- [Direction]: Write out every line of the records below with nothing changed.

- [Data supplied]:
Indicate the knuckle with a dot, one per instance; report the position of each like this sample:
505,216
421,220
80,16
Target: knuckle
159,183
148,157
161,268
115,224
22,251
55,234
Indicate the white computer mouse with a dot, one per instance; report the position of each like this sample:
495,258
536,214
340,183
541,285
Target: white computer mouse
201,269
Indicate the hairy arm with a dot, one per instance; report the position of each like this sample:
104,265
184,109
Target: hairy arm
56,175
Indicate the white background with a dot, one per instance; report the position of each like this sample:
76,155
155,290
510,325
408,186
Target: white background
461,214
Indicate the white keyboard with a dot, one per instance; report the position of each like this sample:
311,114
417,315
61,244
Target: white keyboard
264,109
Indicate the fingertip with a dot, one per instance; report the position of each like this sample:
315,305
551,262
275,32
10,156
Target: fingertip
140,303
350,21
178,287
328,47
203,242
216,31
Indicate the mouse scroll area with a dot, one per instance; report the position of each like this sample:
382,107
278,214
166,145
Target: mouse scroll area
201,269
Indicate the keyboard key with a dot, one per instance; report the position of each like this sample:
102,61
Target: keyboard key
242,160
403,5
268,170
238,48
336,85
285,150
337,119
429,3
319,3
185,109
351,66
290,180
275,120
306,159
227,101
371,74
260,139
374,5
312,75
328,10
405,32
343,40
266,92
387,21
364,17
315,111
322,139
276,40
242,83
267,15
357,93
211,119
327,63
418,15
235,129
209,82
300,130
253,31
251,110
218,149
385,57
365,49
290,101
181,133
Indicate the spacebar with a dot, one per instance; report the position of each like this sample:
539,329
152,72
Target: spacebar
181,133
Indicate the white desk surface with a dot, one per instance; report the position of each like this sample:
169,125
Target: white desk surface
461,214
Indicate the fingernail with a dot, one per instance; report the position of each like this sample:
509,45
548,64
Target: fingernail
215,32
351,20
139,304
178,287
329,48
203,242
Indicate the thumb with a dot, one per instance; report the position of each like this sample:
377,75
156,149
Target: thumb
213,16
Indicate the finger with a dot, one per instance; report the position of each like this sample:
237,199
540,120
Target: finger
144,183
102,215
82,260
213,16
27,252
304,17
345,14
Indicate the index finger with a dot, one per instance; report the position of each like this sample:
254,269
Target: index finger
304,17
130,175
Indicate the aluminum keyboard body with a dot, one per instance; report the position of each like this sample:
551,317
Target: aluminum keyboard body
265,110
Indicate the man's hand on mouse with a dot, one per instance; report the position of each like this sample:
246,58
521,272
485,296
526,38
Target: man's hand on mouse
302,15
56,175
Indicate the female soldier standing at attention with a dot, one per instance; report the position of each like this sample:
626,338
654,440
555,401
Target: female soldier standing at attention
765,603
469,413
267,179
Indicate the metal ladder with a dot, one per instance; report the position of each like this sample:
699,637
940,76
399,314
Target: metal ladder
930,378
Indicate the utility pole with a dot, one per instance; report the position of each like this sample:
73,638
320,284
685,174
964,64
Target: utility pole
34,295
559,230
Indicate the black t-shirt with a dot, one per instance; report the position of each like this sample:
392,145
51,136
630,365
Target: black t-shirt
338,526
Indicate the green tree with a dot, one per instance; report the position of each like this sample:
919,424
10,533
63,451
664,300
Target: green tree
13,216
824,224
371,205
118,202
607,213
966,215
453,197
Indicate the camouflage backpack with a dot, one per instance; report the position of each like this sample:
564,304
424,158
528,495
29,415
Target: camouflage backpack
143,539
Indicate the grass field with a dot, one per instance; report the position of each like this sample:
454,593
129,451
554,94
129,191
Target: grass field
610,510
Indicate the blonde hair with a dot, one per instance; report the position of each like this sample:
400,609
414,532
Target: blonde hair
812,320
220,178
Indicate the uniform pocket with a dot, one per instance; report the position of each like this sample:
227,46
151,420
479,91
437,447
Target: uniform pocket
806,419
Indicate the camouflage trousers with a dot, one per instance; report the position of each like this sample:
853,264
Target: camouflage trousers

- [Complete answer]:
Indicate the knuckle with a dot, one per instance; report the position of each like this sample:
505,216
421,220
80,16
Target: knuckle
159,183
148,157
161,268
115,224
22,251
55,234
Indicate the white computer mouse with a dot, one per instance; report the position of each like this sample:
495,258
536,214
340,183
541,285
Target: white computer mouse
201,269
Indicate the hairy arm with a dot, one per instance; report the position of each like this sample:
104,265
184,109
Target: hairy arm
56,175
Indicate the white background with a dot, one per instance; report the position of each like this sample:
76,155
155,290
510,325
408,186
Target: white background
461,214
Indicate the white keyboard with a dot, one per instance; report the position of each like this sample:
311,114
417,315
61,244
Target: white keyboard
264,109
Indicate the fingertip with a dot, one per instance; report the position of each like this sample:
315,305
551,262
275,32
10,156
Target: fingertip
140,303
350,21
178,287
328,47
203,242
216,31
Indicate the mouse scroll area with a dot, one per instance; report the position of each like this sample:
382,107
278,214
166,145
Target: mouse scroll area
201,269
Indicate the keyboard key with a dot, one per instance; report the position of each like this sample:
102,61
Target: keyboard key
242,160
403,5
268,170
238,48
336,85
285,150
337,119
429,3
319,3
185,109
351,66
290,180
275,120
306,159
227,101
371,74
260,139
374,5
312,75
328,10
405,32
343,40
266,92
387,21
364,17
315,111
322,139
276,40
242,83
267,15
357,93
211,119
327,63
418,15
235,129
209,82
300,130
253,31
251,110
218,149
385,57
365,49
290,101
181,133
Indicate the spacebar with a dot, one per instance; report the position of each like this sample:
539,329
152,72
Target: spacebar
181,133
Indicate the white desk surface with a dot, one per instance; report the position of each like this sample:
169,125
Target: white desk surface
461,214
Indicate the fingernail with a dot, one per instance; report the position of each like this sample:
509,45
548,64
Target: fingernail
215,32
351,20
139,304
178,287
329,48
203,242
Indicate the thumb with a dot, one per instance; report the position of each like this sample:
377,75
156,149
Target: thumb
213,16
Indicate the finger with a dot, one per instance; report the position of each like this sample:
237,199
540,120
Target: finger
144,183
102,215
82,260
213,16
27,252
304,17
345,14
Indicate the index finger with a dot, one per instance; report the position of each like this sample:
254,269
Target: index finger
304,17
130,175
Indicate the aluminum keyboard body with a dot, one per instance; report the position of each like this sample:
551,317
Target: aluminum keyboard body
265,110
Indicate the man's hand on mouse with a dot, one per instance; report the position of each like this sample:
246,58
521,272
485,296
526,38
Target: man's hand on mouse
302,15
56,175
Indicate the female soldier standing at attention with a dot, one per instance; report the position of each like this sample:
626,338
654,440
555,401
Target: female soldier standing at attention
765,603
469,413
267,179
Indicate the metal ladder with a dot, one per instance; report the position of each like this sample:
699,637
940,76
399,314
Target: metal ladder
930,378
Indicate the utility pole with a dot, one per instance; report the position of each like this sample:
73,638
320,284
685,174
964,64
Target: utility pole
34,295
559,230
Indicate the black t-shirt with a dot, one per instance; report the position of each like this sample:
392,145
51,136
630,365
Target: black t-shirt
338,526
Indicate the green tree with a dot, one per instance; report the position of each like this sample:
919,424
10,533
63,451
664,300
Target: green tree
13,216
824,224
371,205
118,202
607,213
966,215
453,197
Indicate the camouflage backpack with a dot, one per instance; report the position of each like this sample:
564,304
424,158
528,495
29,415
Target: camouflage backpack
143,539
Indicate the grass field with a dot, one per instance; report the position of each like this sample:
454,593
129,451
554,94
129,191
Target: grass field
610,510
Indicate the blonde hair with a dot, one per instance; report the position of each like this sample:
400,609
414,532
Target: blonde hair
812,320
220,178
Indicate the uniform pocket with a dot, one per instance; report the position of each like this sample:
227,46
151,420
479,91
437,447
Target: uniform pocket
806,419
Indicate the camouflage trousers with a dot, one per instance; report the position of each like this sample:
853,264
Target: camouflage trousers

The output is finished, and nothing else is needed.